DOCUMENT PASSAGE =
------------
World News


The Two Faces of Iran

Nazanin Zaghari-Ratcliffe, a British-Iranian who is currently being detained by the Iranian regime, is on hunger strike after interrogators asked her to become a spy. Zaghari was arrested along with her young daughter in March 2016 at the airport as they were boarding a flight back home to London after visiting family in Iran. She was taken to Kerman and agents confiscated the British passport of her 2-year-old daughter. After months of imprisonment without trial, she was sentenced to five years in jail on the charge of acting against national security.

On Monday, Jan. 14, 2019, Zaghari began a three-day hunger strike in protest against unfathomable prison conditions and lack of access to medical treatment, as well as pressure from the Iranian Revolutionary Guard interrogators to spy on the United Kingdom for the Iranian regime.

At a press conference on Monday, Zaghari’s husband, Richard Ratcliffe, elaborated on the pressure his wife is under in Evin Prison. “There is another reason that Nazanin went on hunger strike. Just after Christmas on December 29, Nazanin was visited in prison by two Revolutionary Guard interrogators. She was pressured to agree to [other] things,” he said. “…They tried to pressure her to become a spy for Iran against the UK. Specifically, to spy on Department for International Development (DFID) and an organization called Small Media, which the Revolutionary Guard keep trying to link her to, but she has no connection to [it].”
------------
DATA EXCERPTS =
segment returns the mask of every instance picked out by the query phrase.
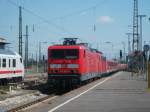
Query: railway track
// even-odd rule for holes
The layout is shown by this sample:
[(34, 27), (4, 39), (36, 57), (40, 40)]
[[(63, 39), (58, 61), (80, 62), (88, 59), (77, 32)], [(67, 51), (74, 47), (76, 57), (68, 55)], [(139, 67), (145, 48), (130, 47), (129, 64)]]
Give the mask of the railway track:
------------
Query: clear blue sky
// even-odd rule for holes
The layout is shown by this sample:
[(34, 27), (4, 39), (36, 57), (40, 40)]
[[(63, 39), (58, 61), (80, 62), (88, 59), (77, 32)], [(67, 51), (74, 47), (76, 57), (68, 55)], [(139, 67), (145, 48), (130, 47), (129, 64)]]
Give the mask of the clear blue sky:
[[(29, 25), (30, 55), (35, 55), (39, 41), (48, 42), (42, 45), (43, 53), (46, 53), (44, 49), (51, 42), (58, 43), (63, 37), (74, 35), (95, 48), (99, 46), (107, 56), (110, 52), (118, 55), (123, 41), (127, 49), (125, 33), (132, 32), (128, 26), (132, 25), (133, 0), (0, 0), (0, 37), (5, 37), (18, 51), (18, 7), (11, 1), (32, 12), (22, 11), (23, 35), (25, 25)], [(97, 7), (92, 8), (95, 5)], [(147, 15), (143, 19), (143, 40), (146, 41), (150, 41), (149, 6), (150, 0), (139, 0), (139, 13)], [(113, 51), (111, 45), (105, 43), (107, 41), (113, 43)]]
------------
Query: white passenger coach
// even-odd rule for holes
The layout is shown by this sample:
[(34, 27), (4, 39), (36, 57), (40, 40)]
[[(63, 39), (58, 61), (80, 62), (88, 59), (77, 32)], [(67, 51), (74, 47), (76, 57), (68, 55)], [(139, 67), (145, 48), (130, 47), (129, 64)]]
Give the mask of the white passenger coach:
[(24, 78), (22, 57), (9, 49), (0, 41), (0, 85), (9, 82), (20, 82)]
------------
REQUIREMENT = Copy out, in full and without changes, the news article above on Nazanin Zaghari-Ratcliffe's detention in Iran.

OUTPUT OF THE EXERCISE =
World News


The Two Faces of Iran

Nazanin Zaghari-Ratcliffe, a British-Iranian who is currently being detained by the Iranian regime, is on hunger strike after interrogators asked her to become a spy. Zaghari was arrested along with her young daughter in March 2016 at the airport as they were boarding a flight back home to London after visiting family in Iran. She was taken to Kerman and agents confiscated the British passport of her 2-year-old daughter. After months of imprisonment without trial, she was sentenced to five years in jail on the charge of acting against national security.

On Monday, Jan. 14, 2019, Zaghari began a three-day hunger strike in protest against unfathomable prison conditions and lack of access to medical treatment, as well as pressure from the Iranian Revolutionary Guard interrogators to spy on the United Kingdom for the Iranian regime.

At a press conference on Monday, Zaghari’s husband, Richard Ratcliffe, elaborated on the pressure his wife is under in Evin Prison. “There is another reason that Nazanin went on hunger strike. Just after Christmas on December 29, Nazanin was visited in prison by two Revolutionary Guard interrogators. She was pressured to agree to [other] things,” he said. “…They tried to pressure her to become a spy for Iran against the UK. Specifically, to spy on Department for International Development (DFID) and an organization called Small Media, which the Revolutionary Guard keep trying to link her to, but she has no connection to [it].”